(Trecho fornecido):
══════════════════════════════

Personalidade e comportamento procrastinador

É muito importante identificar quais fatores atuam para a manutenção desse comportamento para que ações de tratamento possam ter resultado.

* Por Sabrina Gomes

Personalidade e comportamento procrastinador

Procrastinar é um comportamento muito comum e representa um dos grandes problemas da atualidade, pois pode gerar prejuízos importantes na qualidade de vida das pessoas. A procrastinação consiste no adiamento voluntário de tarefas ou da tomada de decisões e, geralmente, está associada a sentimentos negativos, como insatisfação, vergonha e culpa. Isso porque procrastinar leva a frequentes atrasos de prazo, perda de compromissos e diminuição na qualidade das tarefas realizadas.

══════════════════════════════

(Enunciado 1):
Responda com base no texto sobre procrastinação:
(a) Quem assina o texto?
(b) Em que consiste a procrastinação?
(c) Que sentimentos negativos costumam estar ligados a ela?
(Enunciado 2): Passe para o inglês esta frase do texto sobre procrastinação: "A procrastinação consiste no adiamento voluntário de tarefas ou da tomada de decisões e, geralmente, está associada a sentimentos negativos, como insatisfação, vergonha e culpa."
(Enunciado 3): Digite de novo o trecho do texto sobre procrastinação, começando em "Procrastinar é um" e seguindo até "das tarefas realizadas.".

(Registros do conjunto de dados)
══════════════════════════════

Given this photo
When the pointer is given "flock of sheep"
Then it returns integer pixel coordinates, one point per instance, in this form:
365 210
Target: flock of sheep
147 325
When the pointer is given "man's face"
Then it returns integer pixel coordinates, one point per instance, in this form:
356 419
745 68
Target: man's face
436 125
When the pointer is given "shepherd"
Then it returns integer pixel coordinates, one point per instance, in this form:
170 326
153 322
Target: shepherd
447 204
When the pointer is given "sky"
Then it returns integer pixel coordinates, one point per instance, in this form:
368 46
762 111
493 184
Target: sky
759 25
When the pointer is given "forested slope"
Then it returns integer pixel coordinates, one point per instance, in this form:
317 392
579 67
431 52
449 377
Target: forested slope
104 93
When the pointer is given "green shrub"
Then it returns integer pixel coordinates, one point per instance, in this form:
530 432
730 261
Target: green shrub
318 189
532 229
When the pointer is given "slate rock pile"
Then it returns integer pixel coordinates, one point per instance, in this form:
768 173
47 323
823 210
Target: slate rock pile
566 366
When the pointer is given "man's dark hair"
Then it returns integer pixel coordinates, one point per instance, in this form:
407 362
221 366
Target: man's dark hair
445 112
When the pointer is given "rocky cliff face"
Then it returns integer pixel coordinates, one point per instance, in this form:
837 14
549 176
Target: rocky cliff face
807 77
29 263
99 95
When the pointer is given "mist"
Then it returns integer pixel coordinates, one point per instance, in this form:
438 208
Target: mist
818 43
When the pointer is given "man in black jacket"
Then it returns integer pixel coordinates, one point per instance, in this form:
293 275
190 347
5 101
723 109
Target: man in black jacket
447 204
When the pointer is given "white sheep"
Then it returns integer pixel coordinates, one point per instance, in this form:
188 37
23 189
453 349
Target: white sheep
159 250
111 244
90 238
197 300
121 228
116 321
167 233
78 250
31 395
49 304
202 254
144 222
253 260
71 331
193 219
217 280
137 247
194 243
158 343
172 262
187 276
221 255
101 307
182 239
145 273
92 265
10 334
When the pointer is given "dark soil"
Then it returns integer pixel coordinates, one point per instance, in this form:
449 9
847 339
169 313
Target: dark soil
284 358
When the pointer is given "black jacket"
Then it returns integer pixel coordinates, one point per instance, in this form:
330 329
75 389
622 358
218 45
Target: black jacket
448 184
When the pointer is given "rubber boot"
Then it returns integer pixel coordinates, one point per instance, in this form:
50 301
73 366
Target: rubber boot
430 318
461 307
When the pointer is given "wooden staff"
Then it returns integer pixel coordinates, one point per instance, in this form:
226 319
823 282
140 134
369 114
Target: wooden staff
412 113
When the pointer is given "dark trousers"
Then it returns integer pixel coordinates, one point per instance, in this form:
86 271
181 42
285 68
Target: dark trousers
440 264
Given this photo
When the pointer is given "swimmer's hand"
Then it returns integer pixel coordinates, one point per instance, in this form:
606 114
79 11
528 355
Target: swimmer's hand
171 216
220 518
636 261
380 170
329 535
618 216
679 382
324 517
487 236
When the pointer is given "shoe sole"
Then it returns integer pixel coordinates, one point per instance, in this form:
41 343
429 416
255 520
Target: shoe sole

══════════════════════════════

(Resolução 1):
(a) Sabrina Gomes.
(b) No adiamento voluntário de tarefas ou da tomada de decisões.
(c) Insatisfação, vergonha e culpa.

(Resolução 2): Procrastination consists of voluntarily putting off tasks or decision-making and is generally associated with negative feelings, such as dissatisfaction, shame, and guilt.

(Resolução 3):
Procrastinar é um comportamento muito comum e representa um dos grandes problemas da atualidade, pois pode gerar prejuízos importantes na qualidade de vida das pessoas. A procrastinação consiste no adiamento voluntário de tarefas ou da tomada de decisões e, geralmente, está associada a sentimentos negativos, como insatisfação, vergonha e culpa. Isso porque procrastinar leva a frequentes atrasos de prazo, perda de compromissos e diminuição na qualidade das tarefas realizadas.